(To be done):
Select every line of the data below that contains the string "field", and copy each of those lines in full.

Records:
----------------------------------------

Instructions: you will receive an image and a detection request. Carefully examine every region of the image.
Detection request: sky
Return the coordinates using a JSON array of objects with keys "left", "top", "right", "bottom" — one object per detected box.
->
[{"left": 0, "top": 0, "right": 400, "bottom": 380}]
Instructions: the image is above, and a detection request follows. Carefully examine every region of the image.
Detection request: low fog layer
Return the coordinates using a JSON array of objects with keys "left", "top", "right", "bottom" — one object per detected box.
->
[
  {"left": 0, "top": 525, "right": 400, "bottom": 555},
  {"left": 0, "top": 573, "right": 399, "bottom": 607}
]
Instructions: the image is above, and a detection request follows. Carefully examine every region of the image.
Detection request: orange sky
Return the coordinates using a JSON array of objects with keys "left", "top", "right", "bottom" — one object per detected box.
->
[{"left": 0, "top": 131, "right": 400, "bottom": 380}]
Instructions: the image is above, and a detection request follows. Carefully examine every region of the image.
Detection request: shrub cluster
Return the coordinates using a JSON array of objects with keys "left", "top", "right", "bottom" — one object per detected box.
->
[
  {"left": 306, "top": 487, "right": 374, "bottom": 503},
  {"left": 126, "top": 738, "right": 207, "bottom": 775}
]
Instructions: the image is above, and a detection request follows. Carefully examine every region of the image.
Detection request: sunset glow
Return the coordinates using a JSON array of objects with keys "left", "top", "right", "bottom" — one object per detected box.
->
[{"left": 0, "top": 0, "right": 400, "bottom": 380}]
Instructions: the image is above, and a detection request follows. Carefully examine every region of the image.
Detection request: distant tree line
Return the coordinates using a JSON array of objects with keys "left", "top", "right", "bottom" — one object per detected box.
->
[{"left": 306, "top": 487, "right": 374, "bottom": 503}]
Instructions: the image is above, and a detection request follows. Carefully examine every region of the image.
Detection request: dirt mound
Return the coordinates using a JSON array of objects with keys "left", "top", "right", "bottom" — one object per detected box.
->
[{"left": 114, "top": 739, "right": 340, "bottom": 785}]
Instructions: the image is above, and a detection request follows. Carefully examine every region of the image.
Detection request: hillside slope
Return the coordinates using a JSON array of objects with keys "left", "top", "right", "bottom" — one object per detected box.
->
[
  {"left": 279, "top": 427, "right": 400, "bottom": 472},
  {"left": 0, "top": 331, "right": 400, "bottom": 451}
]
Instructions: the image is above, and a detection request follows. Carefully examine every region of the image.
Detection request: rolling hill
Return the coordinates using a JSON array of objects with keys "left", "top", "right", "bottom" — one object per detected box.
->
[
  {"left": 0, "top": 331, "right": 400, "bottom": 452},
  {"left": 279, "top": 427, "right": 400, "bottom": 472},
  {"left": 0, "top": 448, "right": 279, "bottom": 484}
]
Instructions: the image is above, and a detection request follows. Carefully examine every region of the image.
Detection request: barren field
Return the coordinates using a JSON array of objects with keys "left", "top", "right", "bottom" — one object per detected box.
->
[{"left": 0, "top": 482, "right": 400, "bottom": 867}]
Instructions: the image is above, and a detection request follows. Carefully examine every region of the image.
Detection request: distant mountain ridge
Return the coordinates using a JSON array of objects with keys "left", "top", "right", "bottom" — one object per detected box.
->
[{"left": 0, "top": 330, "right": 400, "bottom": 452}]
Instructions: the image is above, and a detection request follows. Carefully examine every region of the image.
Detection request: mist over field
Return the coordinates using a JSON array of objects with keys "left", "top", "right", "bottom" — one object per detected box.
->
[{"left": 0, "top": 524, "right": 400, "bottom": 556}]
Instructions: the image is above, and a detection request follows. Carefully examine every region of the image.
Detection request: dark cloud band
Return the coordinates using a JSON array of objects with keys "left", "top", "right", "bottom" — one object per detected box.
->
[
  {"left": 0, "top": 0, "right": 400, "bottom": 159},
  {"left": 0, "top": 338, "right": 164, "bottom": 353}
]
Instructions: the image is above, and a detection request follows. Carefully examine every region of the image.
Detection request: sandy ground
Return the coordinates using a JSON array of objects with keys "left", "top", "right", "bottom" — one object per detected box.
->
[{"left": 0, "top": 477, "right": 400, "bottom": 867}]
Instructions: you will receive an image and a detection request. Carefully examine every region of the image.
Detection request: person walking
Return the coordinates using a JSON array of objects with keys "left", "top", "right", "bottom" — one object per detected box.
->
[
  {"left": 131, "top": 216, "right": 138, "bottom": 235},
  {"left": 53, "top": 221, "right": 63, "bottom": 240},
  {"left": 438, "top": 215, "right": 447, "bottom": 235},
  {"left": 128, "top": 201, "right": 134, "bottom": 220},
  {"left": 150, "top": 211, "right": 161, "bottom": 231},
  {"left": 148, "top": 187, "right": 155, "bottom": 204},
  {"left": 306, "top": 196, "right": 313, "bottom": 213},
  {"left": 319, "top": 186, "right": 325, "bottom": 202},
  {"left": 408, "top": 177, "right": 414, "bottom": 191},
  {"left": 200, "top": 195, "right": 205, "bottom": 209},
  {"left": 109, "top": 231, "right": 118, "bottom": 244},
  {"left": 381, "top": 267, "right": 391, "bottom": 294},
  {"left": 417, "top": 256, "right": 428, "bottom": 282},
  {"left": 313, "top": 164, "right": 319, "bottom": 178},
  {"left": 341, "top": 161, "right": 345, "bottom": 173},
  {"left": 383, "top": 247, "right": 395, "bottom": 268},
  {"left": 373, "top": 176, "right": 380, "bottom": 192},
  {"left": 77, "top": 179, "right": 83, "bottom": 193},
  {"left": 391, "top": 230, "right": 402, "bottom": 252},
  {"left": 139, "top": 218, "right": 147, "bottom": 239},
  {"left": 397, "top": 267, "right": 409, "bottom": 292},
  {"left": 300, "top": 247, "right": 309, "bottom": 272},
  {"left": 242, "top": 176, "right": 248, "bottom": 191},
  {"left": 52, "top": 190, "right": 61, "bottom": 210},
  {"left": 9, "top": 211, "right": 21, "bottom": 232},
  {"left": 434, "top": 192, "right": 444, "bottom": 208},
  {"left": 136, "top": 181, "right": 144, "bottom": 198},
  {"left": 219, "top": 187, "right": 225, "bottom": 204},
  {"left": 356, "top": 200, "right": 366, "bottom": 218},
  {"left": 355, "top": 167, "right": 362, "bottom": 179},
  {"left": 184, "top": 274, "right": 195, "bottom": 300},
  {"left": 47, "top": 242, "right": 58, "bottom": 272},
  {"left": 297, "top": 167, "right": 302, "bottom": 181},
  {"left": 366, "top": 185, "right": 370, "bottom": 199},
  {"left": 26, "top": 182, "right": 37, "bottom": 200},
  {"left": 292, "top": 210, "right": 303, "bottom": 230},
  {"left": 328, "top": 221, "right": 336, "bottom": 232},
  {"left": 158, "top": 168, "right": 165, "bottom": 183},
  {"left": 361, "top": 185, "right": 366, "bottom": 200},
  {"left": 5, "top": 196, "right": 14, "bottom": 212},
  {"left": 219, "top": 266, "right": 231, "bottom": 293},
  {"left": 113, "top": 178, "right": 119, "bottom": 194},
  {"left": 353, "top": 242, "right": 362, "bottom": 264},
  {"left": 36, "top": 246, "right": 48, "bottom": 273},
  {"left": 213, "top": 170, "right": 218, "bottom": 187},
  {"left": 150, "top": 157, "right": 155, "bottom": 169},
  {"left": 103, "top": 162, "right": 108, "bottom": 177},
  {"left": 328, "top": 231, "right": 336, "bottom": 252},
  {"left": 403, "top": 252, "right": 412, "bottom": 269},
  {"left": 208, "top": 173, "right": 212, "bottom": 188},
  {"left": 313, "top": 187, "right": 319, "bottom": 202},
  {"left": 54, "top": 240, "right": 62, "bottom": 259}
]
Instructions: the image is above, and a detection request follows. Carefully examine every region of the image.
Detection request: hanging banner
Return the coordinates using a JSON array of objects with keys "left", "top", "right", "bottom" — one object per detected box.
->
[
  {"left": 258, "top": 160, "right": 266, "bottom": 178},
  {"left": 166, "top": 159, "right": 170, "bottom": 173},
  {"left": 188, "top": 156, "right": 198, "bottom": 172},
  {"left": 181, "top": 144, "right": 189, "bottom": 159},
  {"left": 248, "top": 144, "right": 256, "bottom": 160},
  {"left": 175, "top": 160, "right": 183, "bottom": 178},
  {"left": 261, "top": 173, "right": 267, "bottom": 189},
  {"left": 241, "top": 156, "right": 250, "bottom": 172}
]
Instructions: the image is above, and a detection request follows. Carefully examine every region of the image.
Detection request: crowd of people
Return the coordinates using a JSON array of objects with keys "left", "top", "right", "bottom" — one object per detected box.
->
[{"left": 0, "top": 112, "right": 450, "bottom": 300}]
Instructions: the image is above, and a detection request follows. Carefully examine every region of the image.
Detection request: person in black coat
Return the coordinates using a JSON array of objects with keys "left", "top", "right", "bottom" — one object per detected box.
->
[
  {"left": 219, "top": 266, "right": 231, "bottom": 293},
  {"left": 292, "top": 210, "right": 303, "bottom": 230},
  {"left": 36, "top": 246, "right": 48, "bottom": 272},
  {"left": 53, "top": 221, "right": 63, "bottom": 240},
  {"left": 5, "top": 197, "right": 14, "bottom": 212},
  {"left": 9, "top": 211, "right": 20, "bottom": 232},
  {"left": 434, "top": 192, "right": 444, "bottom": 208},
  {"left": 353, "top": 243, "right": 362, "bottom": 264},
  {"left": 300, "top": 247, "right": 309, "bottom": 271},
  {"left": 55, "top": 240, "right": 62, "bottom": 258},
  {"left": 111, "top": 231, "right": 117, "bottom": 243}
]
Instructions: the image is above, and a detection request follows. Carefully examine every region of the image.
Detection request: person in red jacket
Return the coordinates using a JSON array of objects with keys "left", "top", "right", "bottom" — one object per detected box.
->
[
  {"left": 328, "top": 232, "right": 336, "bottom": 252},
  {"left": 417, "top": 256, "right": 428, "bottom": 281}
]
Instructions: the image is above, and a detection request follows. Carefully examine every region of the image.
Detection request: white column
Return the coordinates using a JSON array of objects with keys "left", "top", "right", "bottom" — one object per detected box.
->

----------------------------------------

(Output for this exercise):
Detection request: barren field
Detection request: mist over field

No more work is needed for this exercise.